The problem –
Write the data out again, word for word.
Start of Extracted entries
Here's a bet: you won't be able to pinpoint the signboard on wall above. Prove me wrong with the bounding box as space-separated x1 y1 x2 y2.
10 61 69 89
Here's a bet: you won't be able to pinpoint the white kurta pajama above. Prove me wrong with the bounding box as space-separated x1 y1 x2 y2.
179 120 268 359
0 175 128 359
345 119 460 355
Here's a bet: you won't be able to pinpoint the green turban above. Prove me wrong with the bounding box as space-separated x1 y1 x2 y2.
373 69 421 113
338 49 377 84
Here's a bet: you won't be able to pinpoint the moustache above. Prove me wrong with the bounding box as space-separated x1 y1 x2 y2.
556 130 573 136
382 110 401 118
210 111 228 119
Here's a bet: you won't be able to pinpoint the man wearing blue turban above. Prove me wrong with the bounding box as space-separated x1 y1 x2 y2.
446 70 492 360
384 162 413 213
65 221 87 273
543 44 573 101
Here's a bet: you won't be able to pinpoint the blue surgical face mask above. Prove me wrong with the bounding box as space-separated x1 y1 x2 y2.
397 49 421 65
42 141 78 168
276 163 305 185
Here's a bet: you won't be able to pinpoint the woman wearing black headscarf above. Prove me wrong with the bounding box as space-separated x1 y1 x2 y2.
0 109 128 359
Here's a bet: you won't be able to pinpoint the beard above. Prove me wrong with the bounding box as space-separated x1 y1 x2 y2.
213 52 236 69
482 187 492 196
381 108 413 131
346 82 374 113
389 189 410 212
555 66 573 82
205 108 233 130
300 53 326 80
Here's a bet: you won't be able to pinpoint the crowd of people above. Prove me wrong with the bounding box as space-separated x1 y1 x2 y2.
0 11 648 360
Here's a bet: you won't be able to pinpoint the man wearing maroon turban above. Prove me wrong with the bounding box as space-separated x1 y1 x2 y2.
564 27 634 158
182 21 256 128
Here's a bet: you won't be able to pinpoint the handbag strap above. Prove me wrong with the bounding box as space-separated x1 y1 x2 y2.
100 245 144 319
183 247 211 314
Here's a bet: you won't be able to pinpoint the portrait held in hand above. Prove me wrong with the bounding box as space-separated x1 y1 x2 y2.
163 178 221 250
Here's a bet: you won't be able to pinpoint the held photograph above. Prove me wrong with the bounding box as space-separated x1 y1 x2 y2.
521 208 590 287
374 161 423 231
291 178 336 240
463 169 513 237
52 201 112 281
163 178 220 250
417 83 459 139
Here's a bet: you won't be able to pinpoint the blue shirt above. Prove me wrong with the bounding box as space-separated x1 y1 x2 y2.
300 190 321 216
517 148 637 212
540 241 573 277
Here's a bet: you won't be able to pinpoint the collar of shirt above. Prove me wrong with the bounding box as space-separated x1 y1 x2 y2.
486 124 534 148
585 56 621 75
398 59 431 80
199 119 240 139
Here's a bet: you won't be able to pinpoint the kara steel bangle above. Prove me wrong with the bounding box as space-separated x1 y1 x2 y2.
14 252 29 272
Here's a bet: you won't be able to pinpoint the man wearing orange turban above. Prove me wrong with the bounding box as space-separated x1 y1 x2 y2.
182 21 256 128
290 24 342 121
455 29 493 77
End of Extracted entries
Task response –
Here's a bet: you won't be able to pinpoint the signboard on wall above. Prove me wrong with the bounding box as space-separated x1 y1 x2 y2.
10 61 69 89
Here's a bet: you won't be able to pinpoint the white kurta pajama above. Prove me wrong with the bounding box as space-separated x1 y1 x2 y2.
179 120 268 359
0 175 128 359
345 119 460 355
Here's a bet: you won't be able to pinpoint the green turban above. Prove me wrong with the bounding box as space-separated x1 y1 x2 y2.
373 69 421 113
338 49 377 84
Here's a bet: you won't be able to pinpoint the moustache above. Prove me wrong with the bounding box as space-separated x1 y1 x2 y2.
556 130 573 136
382 110 401 118
210 111 228 119
Here's a bet: you won't be able to pinpoint the man wearing blue turban above. Prove me wrong with the bounding box as space-separated x1 y1 x2 y2.
446 70 492 360
384 162 413 213
65 221 87 273
543 44 573 101
Here's a bet: you won't be able to pinpoint the blue surgical face mask above. Prove me wrong with the bounding box as space-separated x1 y1 x2 y2.
397 49 421 65
42 141 78 168
276 163 305 185
Here's a bet: you won't be able to pinpoint the woman wearing black headscarf above. Prove me wrong with the bounding box as space-separated x1 y1 x2 y2.
0 109 128 359
Here's a bet: you won't be able to pinpoint the beard above. Prove me wrong with the bounding box as space-separated x1 y1 x2 y2.
213 52 236 69
482 187 492 196
381 108 413 131
346 82 374 113
389 189 410 212
555 66 573 82
205 108 233 130
300 53 326 80
Here's a bet: you won't be able to pinpoint the crowd of people above. Prove me wrong with the bounding box as space-separated x1 y1 x2 y2.
0 11 648 360
Here's a bet: you won't be able to pinpoint the man wearing maroon turban above. Prove me wrong with the bounding box as space-separated x1 y1 x2 y2.
564 27 634 158
182 21 256 128
Here's a bet: you won't be able to pinpoint the handbag strap above. Prove me wrong with the bounding box as space-separated x1 y1 x2 y2.
100 245 144 319
183 247 211 314
Here's a bet: you won't be able to pinpoint the portrait held in hand above. Prove me wrong with the bounding box as space-separated x1 y1 x2 y2.
163 178 221 250
Here's a bet: you won't be able to pinpoint the held photograph above. Prove me wrong with the bounding box as space-separated x1 y1 x2 y2.
521 208 590 287
374 161 423 231
291 178 336 240
463 169 513 237
52 201 112 281
163 178 220 250
417 83 459 139
Here's a bet: you won't be able to pinpoint the blue shirt above. Prove me wrong with the bounding box as space-separated x1 y1 x2 y2.
300 190 321 216
517 148 637 212
540 241 573 277
Here's a bet: you won't be able to pinpoint the collar of shirt above. Prove me wrong with the bounding box as space-separated x1 y1 x2 y2.
486 124 534 148
585 56 621 75
398 59 431 80
199 119 240 139
Here's a bet: you won't be able to pinpoint the kara steel bangle above. Prove me wrong with the bounding box as space-separated x1 y1 x2 y2.
14 252 29 272
Here's a bet: you won't be able to pinpoint the man wearing orange turban above. Prove me wrong with the bounding box as space-separated x1 y1 x2 y2.
182 21 256 128
290 24 342 121
455 29 493 77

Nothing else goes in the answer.